*** TEXT SEGMENT Section Begins ***

Last Tuesday, Valerie Gordon made an Instagram video about new signs she had posted around her small Los Angeles restaurant reading “Private: Employees Only.” She explained that they marked all nonpublic areas of the restaurant that would be off limits to Immigration and Customs Enforcement in a raid.
The scale of the response to the post shocked her. Ms. Gordon estimated that it had already been viewed more than 500,000 times and shared widely across the Los Angeles restaurant industry.
“What that showed to me is there is a need for this information, there is a deep need, and people don’t really know what to do,” Ms. Gordon said.
But she had some help with the post. The guidance Ms. Gordon described came from the Independent Hospitality Coalition, a small, scrappy advocacy group which has emerged as an organizing hub for the Los Angeles restaurant industry.
Founded during the pandemic, the I.H.C. is one of a number organizations, local and national, which are trying to bring together isolated, competing restaurant businesses. The coalition’s main mission is to help business cut through red tape like liquor permitting processes and promote more restaurant-friendly legislation at the state level. But in Los Angeles in the last five years, a rolling series of major disruptions — from the pandemic itself, to the Black Lives Matter protests of 2020 to the 2023 Hollywood strikes to the wildfires in January — has made operating a restaurant an uncertain proposition.
And then came the ICE raids and the deployment of the National Guard.
“It feels almost worse than Covid, because it’s so localized,” said Eddie Navarrette, a founder and the executive director of the group. “We feel like we can’t catch a break.”
During the height of the fire emergency in January, the I.H.C. helped connect restaurants who wanted to donate food with organizations in need. In the aftermath, it focused on helping restaurants themselves. In February, the group updated its policy and legislative asks with a slew of fire relief-oriented policies, including grants to help those who lost businesses and reopening Pacific Coast Highway as quickly as possible to funnel business up the hard-hit coast.
Over the past week, in addition to providing information about how to handle the increase in ICE activity, the I.H.C. has been lobbying city officials to limit the size of the area under curfew in downtown Los Angeles. Over the six nights it has been in effect so far, the area has encompassed several large, distinct neighborhoods, none of which have seen unrest, which is fairly localized in a few blocks around the city’s civic center.
Mr. Navarrette said the intense media coverage has given a mistaken impression of Los Angeles at the moment, and traffic is down at restaurants all over the city. During the long-planned final week the Koreatown restaurant Here’s Looking at You, owned by his girlfriend Lien Ta and fellow coalition member, some patrons seemed unsure if they could still visit, even though it is miles from any curfew area.
“People are calling me, ‘Hey, is Ktown OK?’ Ktown is fine, come down and dine,” Mr. Navarrette said.

*** TEXT SEGMENT Section Ends ***
*** DATA RECORDS Section Begins ***

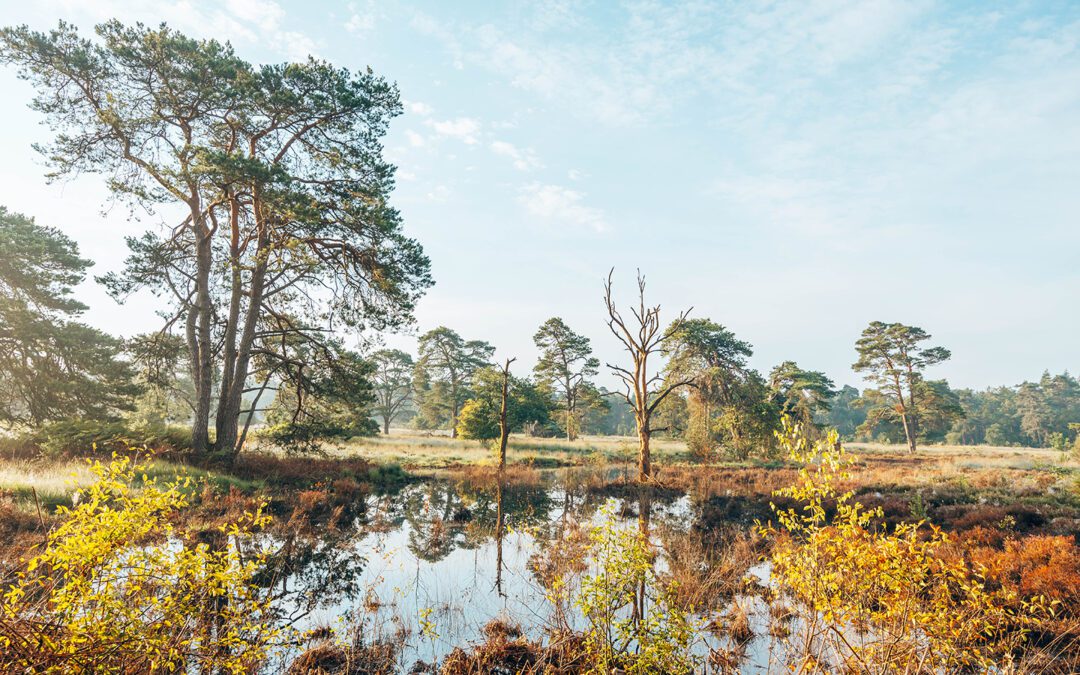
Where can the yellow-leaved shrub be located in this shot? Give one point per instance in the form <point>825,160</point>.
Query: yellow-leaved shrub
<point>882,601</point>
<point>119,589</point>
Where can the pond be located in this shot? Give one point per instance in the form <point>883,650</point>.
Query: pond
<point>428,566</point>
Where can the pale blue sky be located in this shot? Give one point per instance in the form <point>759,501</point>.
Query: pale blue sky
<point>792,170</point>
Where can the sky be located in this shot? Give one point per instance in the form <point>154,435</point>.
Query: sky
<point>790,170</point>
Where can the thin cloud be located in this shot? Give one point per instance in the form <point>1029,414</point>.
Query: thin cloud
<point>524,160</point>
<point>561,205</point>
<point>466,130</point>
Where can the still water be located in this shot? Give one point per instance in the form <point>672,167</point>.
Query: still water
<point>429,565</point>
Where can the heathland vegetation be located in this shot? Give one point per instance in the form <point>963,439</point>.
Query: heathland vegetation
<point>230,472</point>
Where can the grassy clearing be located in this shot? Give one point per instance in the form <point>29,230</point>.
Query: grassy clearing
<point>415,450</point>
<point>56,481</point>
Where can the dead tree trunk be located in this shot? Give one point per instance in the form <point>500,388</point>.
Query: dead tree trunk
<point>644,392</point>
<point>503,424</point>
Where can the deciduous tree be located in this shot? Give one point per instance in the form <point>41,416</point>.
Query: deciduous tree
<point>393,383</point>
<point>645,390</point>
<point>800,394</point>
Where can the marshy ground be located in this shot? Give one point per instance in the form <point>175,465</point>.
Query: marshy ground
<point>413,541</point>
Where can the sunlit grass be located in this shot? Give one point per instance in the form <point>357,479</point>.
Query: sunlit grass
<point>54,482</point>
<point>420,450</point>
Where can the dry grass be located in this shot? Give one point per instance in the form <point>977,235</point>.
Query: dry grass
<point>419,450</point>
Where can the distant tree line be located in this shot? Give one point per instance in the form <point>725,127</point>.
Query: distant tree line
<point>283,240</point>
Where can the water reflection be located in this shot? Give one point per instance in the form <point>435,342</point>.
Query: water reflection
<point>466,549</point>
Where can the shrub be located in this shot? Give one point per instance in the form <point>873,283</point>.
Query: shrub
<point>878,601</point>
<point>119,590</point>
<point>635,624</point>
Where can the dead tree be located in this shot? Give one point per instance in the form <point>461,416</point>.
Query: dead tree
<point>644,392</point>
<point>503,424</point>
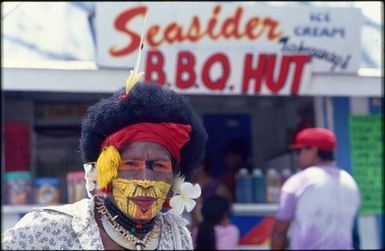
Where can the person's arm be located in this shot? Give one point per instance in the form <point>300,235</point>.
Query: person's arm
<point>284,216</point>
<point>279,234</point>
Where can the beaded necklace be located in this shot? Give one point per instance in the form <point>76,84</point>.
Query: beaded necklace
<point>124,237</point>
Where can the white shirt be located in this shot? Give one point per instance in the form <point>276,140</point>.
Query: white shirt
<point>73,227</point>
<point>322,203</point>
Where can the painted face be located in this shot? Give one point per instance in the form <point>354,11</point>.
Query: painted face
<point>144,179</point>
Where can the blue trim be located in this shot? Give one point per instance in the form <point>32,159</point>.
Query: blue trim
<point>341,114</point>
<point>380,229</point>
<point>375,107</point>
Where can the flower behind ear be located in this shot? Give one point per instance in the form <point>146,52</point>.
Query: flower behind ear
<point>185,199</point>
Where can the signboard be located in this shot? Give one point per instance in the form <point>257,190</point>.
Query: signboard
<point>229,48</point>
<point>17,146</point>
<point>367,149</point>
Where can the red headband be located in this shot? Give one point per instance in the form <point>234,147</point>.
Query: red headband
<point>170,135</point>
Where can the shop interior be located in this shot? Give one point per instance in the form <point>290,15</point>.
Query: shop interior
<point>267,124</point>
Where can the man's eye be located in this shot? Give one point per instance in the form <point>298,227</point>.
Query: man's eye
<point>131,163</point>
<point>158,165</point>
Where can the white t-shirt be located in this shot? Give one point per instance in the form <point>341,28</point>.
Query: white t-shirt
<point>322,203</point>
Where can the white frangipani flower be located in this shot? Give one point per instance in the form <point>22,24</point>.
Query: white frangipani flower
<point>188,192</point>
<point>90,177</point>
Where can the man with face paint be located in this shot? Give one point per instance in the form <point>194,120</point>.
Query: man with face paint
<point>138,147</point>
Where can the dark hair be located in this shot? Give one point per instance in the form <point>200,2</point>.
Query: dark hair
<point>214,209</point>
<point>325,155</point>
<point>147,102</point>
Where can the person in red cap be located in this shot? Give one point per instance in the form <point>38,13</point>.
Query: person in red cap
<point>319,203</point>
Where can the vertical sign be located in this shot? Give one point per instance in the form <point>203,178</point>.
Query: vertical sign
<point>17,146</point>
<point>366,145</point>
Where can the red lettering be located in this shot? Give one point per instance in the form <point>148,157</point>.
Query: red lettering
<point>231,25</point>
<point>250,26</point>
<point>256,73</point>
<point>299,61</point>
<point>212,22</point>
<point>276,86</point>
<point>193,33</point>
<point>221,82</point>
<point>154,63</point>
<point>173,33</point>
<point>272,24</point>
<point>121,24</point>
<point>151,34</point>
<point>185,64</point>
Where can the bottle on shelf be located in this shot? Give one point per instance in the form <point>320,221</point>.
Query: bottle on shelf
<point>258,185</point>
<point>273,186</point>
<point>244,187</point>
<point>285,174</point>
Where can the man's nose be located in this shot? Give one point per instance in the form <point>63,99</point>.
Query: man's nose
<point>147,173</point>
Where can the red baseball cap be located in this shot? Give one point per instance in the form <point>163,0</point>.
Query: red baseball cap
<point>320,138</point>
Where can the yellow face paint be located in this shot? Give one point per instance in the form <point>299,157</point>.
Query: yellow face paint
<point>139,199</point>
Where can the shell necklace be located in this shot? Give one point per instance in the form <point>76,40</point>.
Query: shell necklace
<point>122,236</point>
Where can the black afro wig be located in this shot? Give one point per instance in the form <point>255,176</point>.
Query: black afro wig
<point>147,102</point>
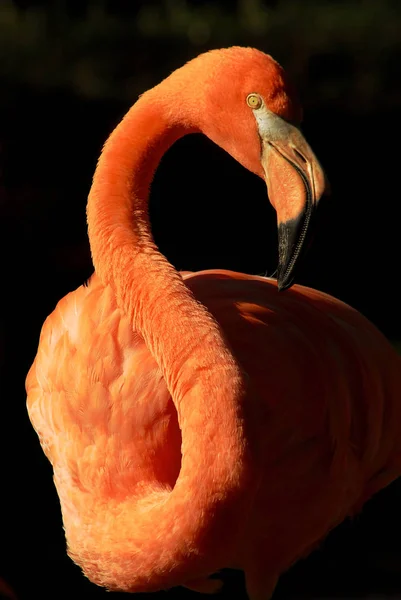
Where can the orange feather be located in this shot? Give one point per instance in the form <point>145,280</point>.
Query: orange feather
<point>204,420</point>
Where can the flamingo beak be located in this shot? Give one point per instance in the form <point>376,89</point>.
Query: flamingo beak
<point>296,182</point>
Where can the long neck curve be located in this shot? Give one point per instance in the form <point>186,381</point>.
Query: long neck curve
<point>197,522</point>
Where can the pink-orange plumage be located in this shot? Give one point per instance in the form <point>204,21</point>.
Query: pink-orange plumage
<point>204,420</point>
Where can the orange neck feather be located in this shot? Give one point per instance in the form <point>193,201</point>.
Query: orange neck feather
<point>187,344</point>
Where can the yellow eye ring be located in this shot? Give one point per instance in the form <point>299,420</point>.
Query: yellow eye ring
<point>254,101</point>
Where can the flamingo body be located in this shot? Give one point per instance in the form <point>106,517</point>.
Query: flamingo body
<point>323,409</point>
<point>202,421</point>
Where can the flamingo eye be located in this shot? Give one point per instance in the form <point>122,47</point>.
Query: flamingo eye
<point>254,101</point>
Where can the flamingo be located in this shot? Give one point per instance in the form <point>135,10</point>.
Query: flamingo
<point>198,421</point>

*** DATA RECORDS Section Ends ***
*** DATA RECORDS Section Begins ***

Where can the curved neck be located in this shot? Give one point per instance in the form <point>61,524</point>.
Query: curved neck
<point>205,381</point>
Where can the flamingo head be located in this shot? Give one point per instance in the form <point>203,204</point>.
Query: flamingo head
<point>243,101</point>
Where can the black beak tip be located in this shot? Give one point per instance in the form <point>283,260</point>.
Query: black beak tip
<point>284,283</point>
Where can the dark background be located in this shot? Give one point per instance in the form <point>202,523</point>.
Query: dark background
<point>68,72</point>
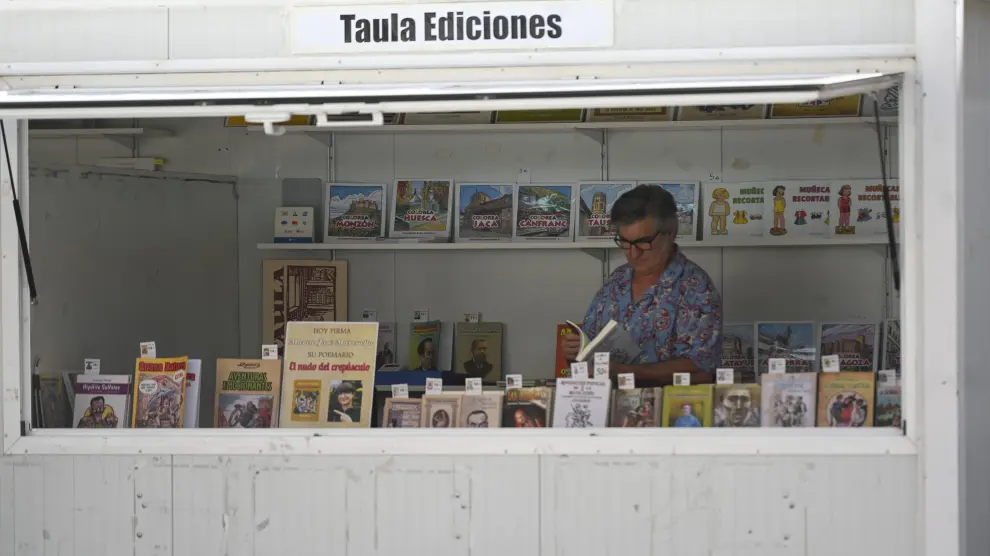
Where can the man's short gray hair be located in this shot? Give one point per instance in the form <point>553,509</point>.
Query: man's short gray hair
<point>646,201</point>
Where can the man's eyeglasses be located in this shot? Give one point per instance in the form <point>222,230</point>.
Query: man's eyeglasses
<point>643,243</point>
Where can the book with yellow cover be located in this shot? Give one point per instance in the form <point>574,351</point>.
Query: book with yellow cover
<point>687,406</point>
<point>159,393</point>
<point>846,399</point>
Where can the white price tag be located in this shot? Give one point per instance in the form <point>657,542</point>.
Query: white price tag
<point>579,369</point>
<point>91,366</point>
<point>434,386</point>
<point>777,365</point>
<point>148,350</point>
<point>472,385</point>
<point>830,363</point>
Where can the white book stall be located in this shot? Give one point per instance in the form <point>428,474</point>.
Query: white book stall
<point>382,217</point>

*** DATA RECORDS Section Ends ***

> _TASK STATEMENT_
Please repeat everything in the article about the Los Angeles restaurant coalition from "Mr. Navarrette said the" down to "Mr. Navarrette said.", word for word.

> _EXPECTED ANSWER_
Mr. Navarrette said the intense media coverage has given a mistaken impression of Los Angeles at the moment, and traffic is down at restaurants all over the city. During the long-planned final week the Koreatown restaurant Here’s Looking at You, owned by his girlfriend Lien Ta and fellow coalition member, some patrons seemed unsure if they could still visit, even though it is miles from any curfew area.
“People are calling me, ‘Hey, is Ktown OK?’ Ktown is fine, come down and dine,” Mr. Navarrette said.